Required task: Please reproduce the listing from its start through the line containing "[[172, 582]]", both ends included, with "t-shirt" changed to "tee" and everything else unchanged. Return only those lines.

Data items:
• • • • • • •

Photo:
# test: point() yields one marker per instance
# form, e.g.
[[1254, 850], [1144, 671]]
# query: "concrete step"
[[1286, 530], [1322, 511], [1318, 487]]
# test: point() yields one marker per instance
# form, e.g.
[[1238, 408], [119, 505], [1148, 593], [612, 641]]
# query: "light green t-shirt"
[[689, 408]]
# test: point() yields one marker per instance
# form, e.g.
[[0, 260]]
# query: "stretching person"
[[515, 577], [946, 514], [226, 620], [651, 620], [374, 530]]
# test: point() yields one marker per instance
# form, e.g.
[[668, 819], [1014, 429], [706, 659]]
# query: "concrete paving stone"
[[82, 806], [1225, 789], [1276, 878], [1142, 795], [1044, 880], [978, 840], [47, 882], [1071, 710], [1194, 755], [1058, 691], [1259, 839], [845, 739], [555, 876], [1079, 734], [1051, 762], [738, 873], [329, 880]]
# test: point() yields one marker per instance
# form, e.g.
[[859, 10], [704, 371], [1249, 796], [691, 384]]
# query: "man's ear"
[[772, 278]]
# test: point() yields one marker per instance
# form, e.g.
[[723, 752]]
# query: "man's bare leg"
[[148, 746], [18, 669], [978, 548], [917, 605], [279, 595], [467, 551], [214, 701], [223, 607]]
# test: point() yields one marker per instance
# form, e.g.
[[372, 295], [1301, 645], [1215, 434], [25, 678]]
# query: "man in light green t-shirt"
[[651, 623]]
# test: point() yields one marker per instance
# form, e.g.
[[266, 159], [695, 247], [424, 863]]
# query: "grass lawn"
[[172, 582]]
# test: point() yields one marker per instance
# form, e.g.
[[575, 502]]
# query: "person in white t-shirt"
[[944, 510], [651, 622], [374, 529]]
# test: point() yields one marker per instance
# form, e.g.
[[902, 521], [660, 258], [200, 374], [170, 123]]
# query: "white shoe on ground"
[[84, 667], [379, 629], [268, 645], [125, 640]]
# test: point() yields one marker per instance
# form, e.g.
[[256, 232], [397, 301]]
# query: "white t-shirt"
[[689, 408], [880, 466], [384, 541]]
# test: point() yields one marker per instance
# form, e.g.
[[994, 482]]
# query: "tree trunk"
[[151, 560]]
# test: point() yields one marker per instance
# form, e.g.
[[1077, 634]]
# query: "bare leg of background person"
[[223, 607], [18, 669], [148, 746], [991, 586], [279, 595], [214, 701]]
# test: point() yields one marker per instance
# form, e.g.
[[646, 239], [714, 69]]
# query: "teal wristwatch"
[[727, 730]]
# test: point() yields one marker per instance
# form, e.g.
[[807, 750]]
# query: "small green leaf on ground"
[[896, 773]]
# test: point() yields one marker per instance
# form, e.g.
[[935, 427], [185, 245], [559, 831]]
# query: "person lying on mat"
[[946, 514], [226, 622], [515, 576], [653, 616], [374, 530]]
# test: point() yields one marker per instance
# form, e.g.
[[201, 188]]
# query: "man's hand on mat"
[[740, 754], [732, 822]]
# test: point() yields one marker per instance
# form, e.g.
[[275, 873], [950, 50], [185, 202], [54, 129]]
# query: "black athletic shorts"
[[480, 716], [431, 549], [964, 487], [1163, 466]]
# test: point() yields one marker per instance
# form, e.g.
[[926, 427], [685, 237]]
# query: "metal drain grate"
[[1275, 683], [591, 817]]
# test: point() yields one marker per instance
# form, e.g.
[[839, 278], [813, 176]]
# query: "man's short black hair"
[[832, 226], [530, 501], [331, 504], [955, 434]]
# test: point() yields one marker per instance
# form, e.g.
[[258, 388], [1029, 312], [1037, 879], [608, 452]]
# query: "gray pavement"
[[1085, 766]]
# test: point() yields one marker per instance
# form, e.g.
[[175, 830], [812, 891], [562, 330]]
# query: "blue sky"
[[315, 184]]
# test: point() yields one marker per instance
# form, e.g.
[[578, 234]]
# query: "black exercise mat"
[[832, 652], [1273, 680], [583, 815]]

• • • • • • •

Final result:
Photo:
# test: point() yields one marker per instance
# form, e.g.
[[1254, 850], [1144, 671]]
# query: "concrete step"
[[1286, 530], [1322, 511], [1318, 487]]
# test: point() yields one marker per instance
# form, e.g.
[[1238, 408], [119, 505], [1148, 593], [612, 641]]
# query: "light green tee"
[[689, 408]]
# test: point() yields one marker per instance
# form, e.g.
[[0, 260]]
# query: "stretching person"
[[515, 577], [946, 514], [226, 620], [651, 620], [374, 530]]
# test: point() yields one marker per instance
# form, e.g.
[[668, 819], [1014, 429], [706, 659]]
# query: "concrete paving stone"
[[82, 806], [1225, 789], [1276, 878], [1142, 795], [1044, 880], [978, 840], [47, 882], [1071, 710], [1194, 755], [1058, 691], [1259, 839], [845, 739], [555, 876], [1079, 734], [1051, 762], [738, 873], [329, 880]]
# test: point() yields one marker per instance
# form, e.g.
[[859, 10], [704, 371], [1249, 796], [691, 384]]
# query: "man's ear"
[[772, 278]]
# test: point() yields one marker per instance
# form, e.g.
[[723, 752]]
# query: "man's bare leg"
[[148, 746], [18, 669], [978, 548], [917, 605], [279, 595], [467, 551], [214, 701], [223, 607]]
# test: point() yields one marker per instance
# form, e.g.
[[372, 295], [1301, 645], [1215, 434], [25, 678]]
# query: "man in light green tee"
[[651, 623]]
# test: point() yields one marker per instance
# form, e.g.
[[266, 159], [695, 247], [424, 863]]
# query: "grass lawn"
[[172, 582]]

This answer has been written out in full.